> **TEXT PASSAGE**
☆ ☆ ☆
An overview of B&W film by YOU!
I'm looking at buying in bulk, and because I live in NZ (isolated from the world) I won't be able to try them before I buy so what I'm wanting is your opinion on any number of any of the following films Ie. Love it, hate it, and why? Contrasty, Flat, Good for pushing/pulling... Anything, that will help me make a more informed decision as possible.
• Kodak Tmax - Ok I know what this is like. Its the cheapest stuff in my area. I think its ok...
•*Ilford, I like this, I like their HP5+ and their PanF+ but its pricey where I am.
• Foma Fomapan
• Rollei Retro
Thats really all I'm looking at at the moment. Thanks
Oh, btw, if there is a website that will give me an overview of these films then please let me know.
Please tell us what format you are shooting as it will make a difference in whats recommended.
Well I use predominantly Tmax 100 and 400 which are superb, I used to also use Agfa APX100 (Rollei Retro) but once it was discontinued in 5x4 I stopped using it in 120 & 35mm but again excellent as good as Tmax100 and a full stop faster for my use.
Ilford films are all excellent, the only reason I've not been using them was I preferred APX100, and the Tmax's, which came out before Delta 100 etc.
Adox/Efke - I use the KB14/PL14 now known by its more modern ISO rating as KB25/PL25, very very good.
Forte, well asn the plants closed I wouldn't start using it now, it's OK for large format but comparatively not as good s the others for grain, sharpness etc.
Fomapan, I'm testing, it's very strange in 120 because of it's blue base, not sure what to make of it yet.
In all honesty I can use all the films I've mentioned other than Foma (at the moment) and produce excellent negatives and prints, the crunch really comes if you shoot 35mm where the greater enlargement makes the differences more apparent.
I shoot mostly 4x5 and MF, although I recently got a 35mm RF. I shoot almost exclusively HP5 in 4x5 and MF, which I mostly develop in HC110. I am an amateur, so I don't shoot a huge amount (I would estimate ~100 sheets of LF and 50 rolls of MF per year), and by sticking with one developer/film combination I get to know what to expect pretty well. I am worried that by adding another variable into the mix, I would get confused.
One of the things that I like about HP5, which I also had with Plus-X and Tri-X which used to be my films of choice, is that there is a relatively smooth and slow variation of contrast with developing time. I played with some of the T-max films, and found them more difficult to control contrast. Perhaps with more practice....
Now, I am considering going to something else in 35mm, mainly because I am afraid of the grain in those tiny negatives, so I am thinking of something with finer grain - perhaps FP4+.
All things being equal, I will tend to lean towards Ilford since I feel that they have a greater commitment to the B&W market. I used to use a lot of Plus-X and Kodak paper, both of which have been discontinued now. I hope that Ilford materials will be supported for the forseeable future.
☆ ☆ ☆
> **REQUIRED WORK**
Answer these from the film discussion:
(a) Which two Ilford films does the first poster say they like?
(b) What makes Fomapan seem strange in 120, according to the reply that is testing it?
(c) In which developer does the 4x5 and MF shooter mostly develop HP5?
The entries that come next have nothing to do with the film discussion.
☆ ☆ ☆
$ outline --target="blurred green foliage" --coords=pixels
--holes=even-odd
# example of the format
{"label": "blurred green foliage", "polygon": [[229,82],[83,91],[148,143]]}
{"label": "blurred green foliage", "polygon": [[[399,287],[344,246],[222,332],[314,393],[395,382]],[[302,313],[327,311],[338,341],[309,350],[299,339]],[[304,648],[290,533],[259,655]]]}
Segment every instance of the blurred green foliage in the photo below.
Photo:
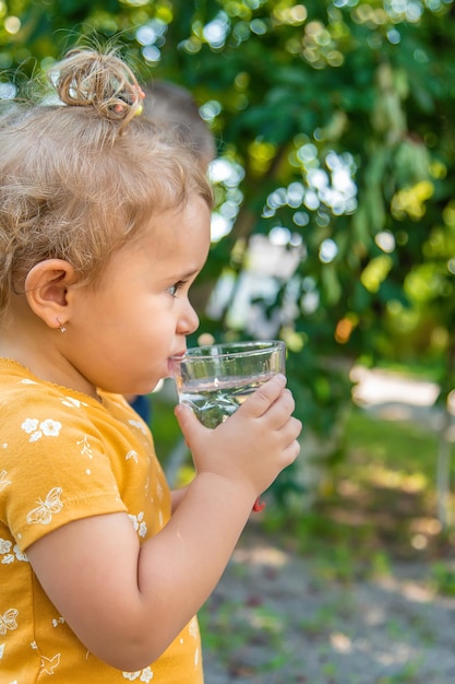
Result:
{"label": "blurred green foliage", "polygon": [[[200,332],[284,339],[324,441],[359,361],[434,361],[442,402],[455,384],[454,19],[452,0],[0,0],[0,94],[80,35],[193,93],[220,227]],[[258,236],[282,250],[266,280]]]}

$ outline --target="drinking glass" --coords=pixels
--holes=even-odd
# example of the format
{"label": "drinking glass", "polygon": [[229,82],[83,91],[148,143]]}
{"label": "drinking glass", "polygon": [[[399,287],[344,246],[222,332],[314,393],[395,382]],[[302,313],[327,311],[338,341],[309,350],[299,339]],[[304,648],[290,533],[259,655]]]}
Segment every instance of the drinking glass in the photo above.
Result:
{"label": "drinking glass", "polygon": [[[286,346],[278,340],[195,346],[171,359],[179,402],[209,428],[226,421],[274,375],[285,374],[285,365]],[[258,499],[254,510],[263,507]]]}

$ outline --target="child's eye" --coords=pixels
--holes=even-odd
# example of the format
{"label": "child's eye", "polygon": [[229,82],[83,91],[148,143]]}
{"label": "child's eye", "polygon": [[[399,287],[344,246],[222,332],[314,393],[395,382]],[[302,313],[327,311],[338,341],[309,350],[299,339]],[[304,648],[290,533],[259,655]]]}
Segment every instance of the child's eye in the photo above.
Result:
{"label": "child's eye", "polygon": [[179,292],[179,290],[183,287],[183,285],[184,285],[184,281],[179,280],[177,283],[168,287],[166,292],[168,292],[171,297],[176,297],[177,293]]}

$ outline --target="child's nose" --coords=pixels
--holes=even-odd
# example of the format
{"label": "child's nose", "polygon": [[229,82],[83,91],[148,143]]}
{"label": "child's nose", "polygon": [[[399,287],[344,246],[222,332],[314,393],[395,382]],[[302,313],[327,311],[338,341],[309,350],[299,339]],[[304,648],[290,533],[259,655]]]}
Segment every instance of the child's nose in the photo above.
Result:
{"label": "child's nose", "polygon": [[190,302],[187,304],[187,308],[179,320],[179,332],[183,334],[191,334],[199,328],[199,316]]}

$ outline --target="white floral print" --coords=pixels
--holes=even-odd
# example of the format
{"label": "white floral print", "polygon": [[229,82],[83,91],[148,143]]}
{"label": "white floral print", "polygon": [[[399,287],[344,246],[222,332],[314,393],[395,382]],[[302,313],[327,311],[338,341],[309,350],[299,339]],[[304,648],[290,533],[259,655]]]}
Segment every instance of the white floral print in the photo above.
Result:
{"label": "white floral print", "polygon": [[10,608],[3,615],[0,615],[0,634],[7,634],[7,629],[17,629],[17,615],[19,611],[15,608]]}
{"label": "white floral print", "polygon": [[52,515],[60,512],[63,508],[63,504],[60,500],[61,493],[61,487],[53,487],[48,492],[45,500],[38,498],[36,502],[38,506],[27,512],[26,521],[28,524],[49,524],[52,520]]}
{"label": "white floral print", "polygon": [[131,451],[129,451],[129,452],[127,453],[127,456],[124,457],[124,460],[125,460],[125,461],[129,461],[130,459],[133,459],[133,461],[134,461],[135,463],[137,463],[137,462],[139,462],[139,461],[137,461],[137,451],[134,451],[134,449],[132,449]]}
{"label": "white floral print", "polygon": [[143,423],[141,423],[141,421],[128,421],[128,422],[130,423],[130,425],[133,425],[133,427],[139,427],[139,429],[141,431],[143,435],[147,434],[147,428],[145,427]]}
☆ ☆ ☆
> **FULL RESPONSE**
(a) HP5+ and PanF+
(b) Its blue base
(c) HC110